◆ READING TEXT ◆

*** Block opens ***

I've worked in (but non-clinically) the pharma-study industry and know a little of the process. If it's as the BBC link says (just seen, edited in after I'd read the original post content) then this one study is far from 'proving' the efficacy.
If the percentages were reversed, it wouldn't be distinguishable from chance aberation[1], and if the trial is preventing other interventions[2] then I'm not surprised it was stopped early.
This doesn't sound the death-knell for the drug, but it's a datum-point that needs not to be forgotten for the meta-analysis if/when more favourable trial results come back from elsewhere. It's a stringent world out there (at least post-thalidomide) and if the company behind it are just trying to say "it's not as bad as you seem to assume" then I'd agree with them. If they're trying to say "it's better than it looks", then they need to have other preliminary study results in their back pocket (needing a final step or two of signing-off before publishing) to justify their words.
On the pricing issue, I'm aware(ish) of how expensive drug development (and then regulatory hurdle-jumping) can be, but that markup looks excessive. A little-used drug (but important, where it is, so can't be quietly let fallow) that has eaten up much of its patent-protection time in the run-up to full approval may have to be priced up to recoup development/etc costs before it becomes subject to Generic competitors rushing in. But with the "great white hype" of this one, its immediacy/scale of likely need and the probability that there'd be a willing rush of buy-ins to procure "pre-generic" generic-production if the owner can't serve all the demand, that pricepoint seems self-defeating. As if they're aiming at the "miracle cure" believers in the consumer market before the belief-bubble bursts. (i.e., they don't have any useful pre-preprint studies in their back pocket.)
Or there's tricksier shenanigans going on, but I don't have any reason to believe that. Much as I've spent zero time looking for history on the product[3], so some of my other speculation could also be a bit off.
[1] Which might mean they had the bad luck to see a bad roll of adverse events flipping an actually useful outcome, rather than a good roll of chance improvements in the right cohort masquerading as what they were hoping to see. But to claim this would unsupportable.

*** Block closes ***

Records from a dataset
*** Block opens ***

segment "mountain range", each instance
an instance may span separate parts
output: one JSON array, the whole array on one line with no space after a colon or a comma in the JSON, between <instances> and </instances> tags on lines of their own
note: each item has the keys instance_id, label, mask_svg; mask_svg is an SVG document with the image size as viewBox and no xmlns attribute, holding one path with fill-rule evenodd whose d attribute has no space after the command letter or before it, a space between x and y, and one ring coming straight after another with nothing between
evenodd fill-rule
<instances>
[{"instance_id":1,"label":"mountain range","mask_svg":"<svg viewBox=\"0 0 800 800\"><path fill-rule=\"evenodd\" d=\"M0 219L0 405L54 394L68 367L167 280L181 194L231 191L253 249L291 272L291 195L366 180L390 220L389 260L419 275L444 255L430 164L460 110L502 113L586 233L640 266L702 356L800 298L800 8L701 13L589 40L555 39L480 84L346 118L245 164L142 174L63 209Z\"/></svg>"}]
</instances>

*** Block closes ***
*** Block opens ***

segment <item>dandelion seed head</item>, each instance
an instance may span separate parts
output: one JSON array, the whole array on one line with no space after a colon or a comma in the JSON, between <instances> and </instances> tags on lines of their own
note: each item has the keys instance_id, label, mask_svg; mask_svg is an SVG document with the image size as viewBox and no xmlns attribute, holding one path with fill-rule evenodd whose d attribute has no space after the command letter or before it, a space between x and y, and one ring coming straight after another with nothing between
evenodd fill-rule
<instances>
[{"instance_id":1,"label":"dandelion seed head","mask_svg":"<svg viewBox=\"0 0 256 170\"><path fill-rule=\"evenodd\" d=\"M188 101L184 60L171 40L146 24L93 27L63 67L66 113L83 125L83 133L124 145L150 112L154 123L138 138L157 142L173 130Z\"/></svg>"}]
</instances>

*** Block closes ***

◆ EXERCISE ◆
Which phrases does the comment on the drug study above put in double quotation marks?

◆ WRITTEN ANSWER ◆
- "it's not as bad as you seem to assume"
- "it's better than it looks"
- "great white hype"
- "pre-generic"
- "miracle cure"